DIRECTIVES —
a. In the Excel lookup thread, which version of Excel does the poster say they are using?
b. Carry on the Excel lookup thread from its last line.

# Find second, third matches in Excel lookup



## Chellevis (May 13, 2008)

This is an excerpt from my spreadsheet:

Ashland, KY	CCG	26
Ashland, KY	CHI	23
Ashland, KY	CAG	14
Ashland, KY	DCL	12
Ashland, KY	BAA	8
Ashland, KY	DAH	7
Ashland, KY	BPA	5
Ashland, KY	CCD	5

On a separate sheet, I have a list like this:

Ashland, KY
Claremore, OK
Corinth, MS
Cullman, AL
El Centro, CA
Enterprise, AL


On the second sheet, I want to write a series of lookup statements for each of the entries (i.e. Ashland, KY) that will return the first, second, etc matches for each entry. So, when all is said and done, the results for Ashland, Ky would look like this:

Ashland, KY	CCG	CHI	CAG	DCL

I've tried INDEX and MATCH, but to no avail. If anyone can help me, I would much appreciate it!! If it matters, I am using Excel 2007. Thanks!!


----------



## Chellevis (May 13, 2008)

I figured it out! Thanks, in advance, for anyone looking to solve!


----------



## Glaswegian (Sep 16, 2005)

Hi and welcome.

ENTRIES PROVIDED —
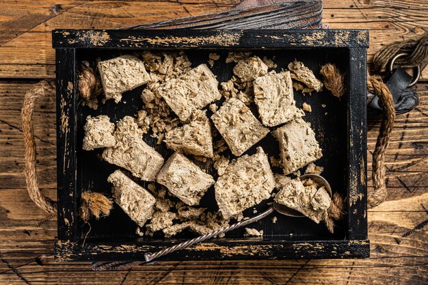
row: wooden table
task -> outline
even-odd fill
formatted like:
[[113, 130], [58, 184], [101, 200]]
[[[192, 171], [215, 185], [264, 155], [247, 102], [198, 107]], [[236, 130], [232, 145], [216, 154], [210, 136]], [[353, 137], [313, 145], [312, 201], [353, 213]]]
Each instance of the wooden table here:
[[[112, 272], [92, 271], [88, 263], [55, 263], [56, 215], [39, 210], [26, 193], [20, 118], [24, 93], [40, 79], [55, 77], [51, 30], [137, 25], [226, 10], [239, 0], [59, 2], [3, 0], [0, 4], [0, 284], [428, 282], [427, 82], [416, 87], [420, 105], [397, 118], [386, 153], [388, 199], [369, 211], [370, 259], [165, 262]], [[370, 59], [384, 44], [422, 34], [428, 27], [428, 6], [426, 0], [325, 0], [323, 22], [332, 28], [370, 29]], [[423, 79], [428, 79], [427, 70]], [[369, 157], [379, 126], [379, 118], [373, 115]], [[55, 98], [36, 107], [39, 182], [52, 198], [56, 191], [55, 118]], [[369, 175], [369, 191], [370, 180]]]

EXPECTED ANSWERS —
a. Excel 2007.

b.
Glad you solved it - and so quickly!

Would you like to post your solution, in order that others may benefit - just in case they have a similar problem.


----------



## Chellevis (May 13, 2008)

Here's the solution I used:

Function Nth_Occurrence(range_look As Range, LookFor As String, FoundIt As Long, offset_row As Long, offset_col As Long)


Dim Cnt As Long
Dim Result As Range

Set Result = range_look.Cells(1, 1)
For Cnt = 1 To FoundIt
Set Result = range_look.Find(LookFor, Result, xlValues, xlWhole)
Next Cnt
Nth_Occurrence = Result.Offset(offset_row, offset_col)

End Function


----------



## Glaswegian (Sep 16, 2005)

Nice Function - thanks for posting that.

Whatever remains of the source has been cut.